### What you will do
Starting at the line with "the white victorian", set down each line of the entries below through the last one, exactly as it stands.

### Image point grounding data
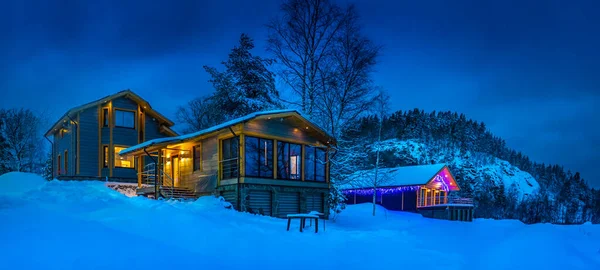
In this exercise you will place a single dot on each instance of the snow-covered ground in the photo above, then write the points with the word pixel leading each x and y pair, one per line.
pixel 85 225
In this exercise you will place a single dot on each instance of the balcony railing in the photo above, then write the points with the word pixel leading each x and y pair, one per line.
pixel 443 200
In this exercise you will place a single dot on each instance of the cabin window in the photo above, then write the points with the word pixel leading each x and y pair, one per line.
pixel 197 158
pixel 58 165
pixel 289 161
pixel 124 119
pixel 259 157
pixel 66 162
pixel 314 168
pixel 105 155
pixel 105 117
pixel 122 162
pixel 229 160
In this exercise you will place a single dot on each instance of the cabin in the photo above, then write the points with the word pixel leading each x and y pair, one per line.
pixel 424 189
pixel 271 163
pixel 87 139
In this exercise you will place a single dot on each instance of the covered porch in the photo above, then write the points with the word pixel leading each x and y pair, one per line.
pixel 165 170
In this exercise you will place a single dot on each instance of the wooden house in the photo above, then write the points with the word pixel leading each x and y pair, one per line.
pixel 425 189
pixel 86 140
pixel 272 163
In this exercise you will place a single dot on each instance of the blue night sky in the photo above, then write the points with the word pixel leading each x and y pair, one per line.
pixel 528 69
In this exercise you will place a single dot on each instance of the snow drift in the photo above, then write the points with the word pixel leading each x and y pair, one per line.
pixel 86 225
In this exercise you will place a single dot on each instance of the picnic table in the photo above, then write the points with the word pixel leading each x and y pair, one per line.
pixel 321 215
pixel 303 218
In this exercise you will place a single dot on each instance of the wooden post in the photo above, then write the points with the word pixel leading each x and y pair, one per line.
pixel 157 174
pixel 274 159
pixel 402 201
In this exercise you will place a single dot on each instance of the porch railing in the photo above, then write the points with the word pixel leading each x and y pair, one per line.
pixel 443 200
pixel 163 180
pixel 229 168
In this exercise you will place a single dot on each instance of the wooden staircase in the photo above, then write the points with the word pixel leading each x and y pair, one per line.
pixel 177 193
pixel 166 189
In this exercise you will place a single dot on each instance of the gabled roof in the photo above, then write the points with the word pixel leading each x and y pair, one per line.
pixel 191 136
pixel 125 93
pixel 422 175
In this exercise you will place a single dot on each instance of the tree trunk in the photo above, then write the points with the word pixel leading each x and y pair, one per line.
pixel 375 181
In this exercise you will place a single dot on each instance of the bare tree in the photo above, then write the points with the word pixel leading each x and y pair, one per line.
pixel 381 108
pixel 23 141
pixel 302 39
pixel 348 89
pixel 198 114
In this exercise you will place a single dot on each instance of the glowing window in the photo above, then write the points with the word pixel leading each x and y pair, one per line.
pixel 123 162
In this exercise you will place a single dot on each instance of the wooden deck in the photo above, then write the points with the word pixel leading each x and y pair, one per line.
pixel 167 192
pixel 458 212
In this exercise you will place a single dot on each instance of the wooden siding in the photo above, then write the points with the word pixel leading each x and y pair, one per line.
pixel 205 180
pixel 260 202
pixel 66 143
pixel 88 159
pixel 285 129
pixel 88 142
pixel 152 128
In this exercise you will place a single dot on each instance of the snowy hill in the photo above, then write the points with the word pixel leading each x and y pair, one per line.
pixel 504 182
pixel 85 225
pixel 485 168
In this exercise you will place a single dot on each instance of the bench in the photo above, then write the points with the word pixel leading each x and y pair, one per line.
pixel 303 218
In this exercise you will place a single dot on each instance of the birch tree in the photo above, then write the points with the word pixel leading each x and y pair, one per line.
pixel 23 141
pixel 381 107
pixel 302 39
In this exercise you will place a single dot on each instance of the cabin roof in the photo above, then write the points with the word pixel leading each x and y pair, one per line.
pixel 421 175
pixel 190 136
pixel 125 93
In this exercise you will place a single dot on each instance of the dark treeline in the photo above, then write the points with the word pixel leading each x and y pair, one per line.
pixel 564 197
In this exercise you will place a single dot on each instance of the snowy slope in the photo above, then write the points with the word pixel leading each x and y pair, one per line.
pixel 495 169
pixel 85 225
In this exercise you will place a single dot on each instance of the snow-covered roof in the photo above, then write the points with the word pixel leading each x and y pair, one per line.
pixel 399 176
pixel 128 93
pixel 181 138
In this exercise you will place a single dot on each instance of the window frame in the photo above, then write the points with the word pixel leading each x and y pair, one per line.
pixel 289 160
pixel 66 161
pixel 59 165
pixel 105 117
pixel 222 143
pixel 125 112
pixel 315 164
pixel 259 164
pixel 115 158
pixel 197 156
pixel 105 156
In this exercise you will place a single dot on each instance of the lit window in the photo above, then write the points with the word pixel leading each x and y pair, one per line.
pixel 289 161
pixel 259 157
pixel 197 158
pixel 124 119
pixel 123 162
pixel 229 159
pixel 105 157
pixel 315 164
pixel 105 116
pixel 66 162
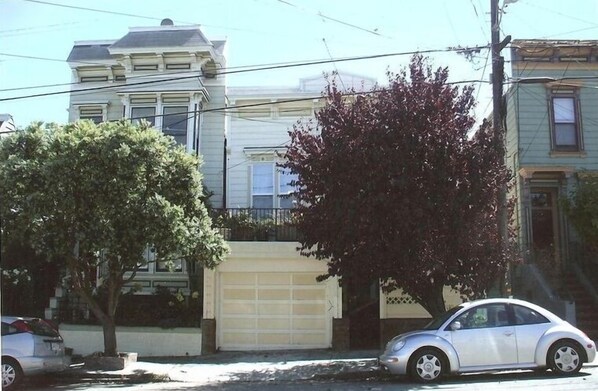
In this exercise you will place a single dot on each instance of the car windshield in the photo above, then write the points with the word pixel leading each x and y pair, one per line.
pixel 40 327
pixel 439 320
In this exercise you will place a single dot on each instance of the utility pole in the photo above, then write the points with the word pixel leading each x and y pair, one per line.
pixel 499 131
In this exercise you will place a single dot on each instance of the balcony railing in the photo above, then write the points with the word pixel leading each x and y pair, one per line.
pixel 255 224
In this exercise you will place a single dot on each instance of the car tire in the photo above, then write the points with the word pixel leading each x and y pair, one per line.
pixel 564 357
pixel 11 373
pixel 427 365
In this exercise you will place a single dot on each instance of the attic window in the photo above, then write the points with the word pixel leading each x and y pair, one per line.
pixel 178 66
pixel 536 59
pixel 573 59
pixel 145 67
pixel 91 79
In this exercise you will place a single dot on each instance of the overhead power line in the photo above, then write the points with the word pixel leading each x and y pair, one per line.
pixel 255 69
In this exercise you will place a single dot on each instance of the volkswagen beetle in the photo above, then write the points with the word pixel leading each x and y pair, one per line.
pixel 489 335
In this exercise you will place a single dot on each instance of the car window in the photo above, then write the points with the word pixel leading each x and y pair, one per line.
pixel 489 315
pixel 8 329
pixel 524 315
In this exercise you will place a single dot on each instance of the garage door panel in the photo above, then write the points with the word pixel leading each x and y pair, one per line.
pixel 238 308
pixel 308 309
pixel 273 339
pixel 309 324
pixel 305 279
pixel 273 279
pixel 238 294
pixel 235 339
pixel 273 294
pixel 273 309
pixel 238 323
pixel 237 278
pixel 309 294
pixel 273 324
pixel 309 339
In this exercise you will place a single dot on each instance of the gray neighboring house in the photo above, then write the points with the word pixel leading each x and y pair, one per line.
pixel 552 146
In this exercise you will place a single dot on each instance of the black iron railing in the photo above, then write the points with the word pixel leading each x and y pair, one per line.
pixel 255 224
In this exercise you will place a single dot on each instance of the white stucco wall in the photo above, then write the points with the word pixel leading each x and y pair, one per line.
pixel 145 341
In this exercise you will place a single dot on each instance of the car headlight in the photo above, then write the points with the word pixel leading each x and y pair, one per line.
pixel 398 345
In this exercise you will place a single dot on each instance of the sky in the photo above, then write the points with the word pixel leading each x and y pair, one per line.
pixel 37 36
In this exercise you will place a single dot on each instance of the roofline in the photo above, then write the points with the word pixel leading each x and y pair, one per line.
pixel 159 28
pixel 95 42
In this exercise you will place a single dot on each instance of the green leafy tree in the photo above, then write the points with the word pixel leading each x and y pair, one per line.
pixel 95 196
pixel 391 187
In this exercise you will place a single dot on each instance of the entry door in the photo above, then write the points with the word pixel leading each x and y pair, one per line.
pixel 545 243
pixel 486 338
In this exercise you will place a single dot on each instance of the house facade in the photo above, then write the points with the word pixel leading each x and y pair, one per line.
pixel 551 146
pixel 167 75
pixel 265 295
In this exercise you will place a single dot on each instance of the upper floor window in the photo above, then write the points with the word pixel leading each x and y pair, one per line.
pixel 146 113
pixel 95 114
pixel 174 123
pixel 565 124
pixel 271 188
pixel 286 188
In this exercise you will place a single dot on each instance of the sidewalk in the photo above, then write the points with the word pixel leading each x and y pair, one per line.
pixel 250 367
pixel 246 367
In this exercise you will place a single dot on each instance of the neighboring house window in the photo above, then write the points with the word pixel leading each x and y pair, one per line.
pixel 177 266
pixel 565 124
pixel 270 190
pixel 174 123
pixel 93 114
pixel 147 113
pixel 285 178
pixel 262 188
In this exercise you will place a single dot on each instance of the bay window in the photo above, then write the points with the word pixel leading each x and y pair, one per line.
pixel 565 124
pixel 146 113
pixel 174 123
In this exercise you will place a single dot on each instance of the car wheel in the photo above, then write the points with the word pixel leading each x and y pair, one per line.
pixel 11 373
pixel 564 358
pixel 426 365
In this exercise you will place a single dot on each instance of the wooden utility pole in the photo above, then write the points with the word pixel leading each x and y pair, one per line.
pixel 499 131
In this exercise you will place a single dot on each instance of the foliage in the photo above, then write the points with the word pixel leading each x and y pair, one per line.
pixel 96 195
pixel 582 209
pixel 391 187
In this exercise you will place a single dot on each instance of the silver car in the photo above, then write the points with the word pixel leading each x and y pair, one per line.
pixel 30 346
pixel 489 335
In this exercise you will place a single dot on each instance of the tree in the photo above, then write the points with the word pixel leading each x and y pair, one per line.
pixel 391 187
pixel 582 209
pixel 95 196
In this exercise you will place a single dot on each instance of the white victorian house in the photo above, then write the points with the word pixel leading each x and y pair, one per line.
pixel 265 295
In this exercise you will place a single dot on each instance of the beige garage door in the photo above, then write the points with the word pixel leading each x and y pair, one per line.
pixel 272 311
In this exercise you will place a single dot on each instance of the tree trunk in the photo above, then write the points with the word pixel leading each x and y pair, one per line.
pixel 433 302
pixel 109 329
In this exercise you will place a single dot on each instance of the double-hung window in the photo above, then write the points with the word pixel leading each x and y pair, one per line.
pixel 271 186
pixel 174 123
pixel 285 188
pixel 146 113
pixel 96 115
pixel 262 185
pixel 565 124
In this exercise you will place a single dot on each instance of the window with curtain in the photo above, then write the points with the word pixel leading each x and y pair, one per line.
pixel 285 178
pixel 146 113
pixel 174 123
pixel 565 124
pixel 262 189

### Task answer
In this exercise you will place a single dot on each instance of the white victorian house in the photo above, then write the points with the word pixel leading each x and y pair, one per line.
pixel 265 295
In this exercise you will place a single dot on each instance of the beige garage door in the photo above, then write the points with the word pixel leading each x and y pair, one per line.
pixel 272 311
In this exercise you will place a single dot on each instance of the tree trunk in the photo above, then write the points with the word pixel leading each x and y pair, one per line.
pixel 433 302
pixel 109 329
In this exercise you will place a single dot on each instance of the double-hung window in the photo above, then write the points with the word pixel leading each x and y pair, one per line.
pixel 271 186
pixel 174 123
pixel 285 188
pixel 146 113
pixel 96 115
pixel 262 185
pixel 565 124
In this exercise you will place a single dot on each instance of the window with curtain in the photo above, then write the points with the word pixel leading each x and y pair, one per line.
pixel 285 178
pixel 146 113
pixel 174 123
pixel 565 124
pixel 262 189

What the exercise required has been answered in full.